◆ Work required: Can you copy each of the entries below word for word, keeping every line unchanged?

◆ Exercise materials:
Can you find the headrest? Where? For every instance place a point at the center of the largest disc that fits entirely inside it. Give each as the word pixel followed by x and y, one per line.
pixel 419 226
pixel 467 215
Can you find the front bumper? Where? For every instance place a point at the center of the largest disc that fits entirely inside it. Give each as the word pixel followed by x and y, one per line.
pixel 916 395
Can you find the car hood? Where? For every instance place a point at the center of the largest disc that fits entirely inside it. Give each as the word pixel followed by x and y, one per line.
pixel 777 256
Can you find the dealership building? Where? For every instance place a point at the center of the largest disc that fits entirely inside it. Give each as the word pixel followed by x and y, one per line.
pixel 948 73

◆ Solution to the exercise:
Can you find the headrest? Where? For every instance place a point at the center of the largest disc that fits entirely inside it. Give each as the word pixel followed by x and y, one per line.
pixel 419 226
pixel 467 215
Can you find the front bumper? Where? For every instance place a point at the center of the largest disc that fits entirely inside it. Give each as the word pixel followed by x and y, one per line.
pixel 916 395
Can you find the car hood? Where? For every instance place a point at the center of the largest disc that fits entirely inside it. Give each as the word pixel followed by x and y, one per line.
pixel 777 256
Can you find the dealership building? Where? For every instance place a point at the center of the largest disc that fits entirely inside it. Give each as the word pixel followed by x and y, one per line.
pixel 948 73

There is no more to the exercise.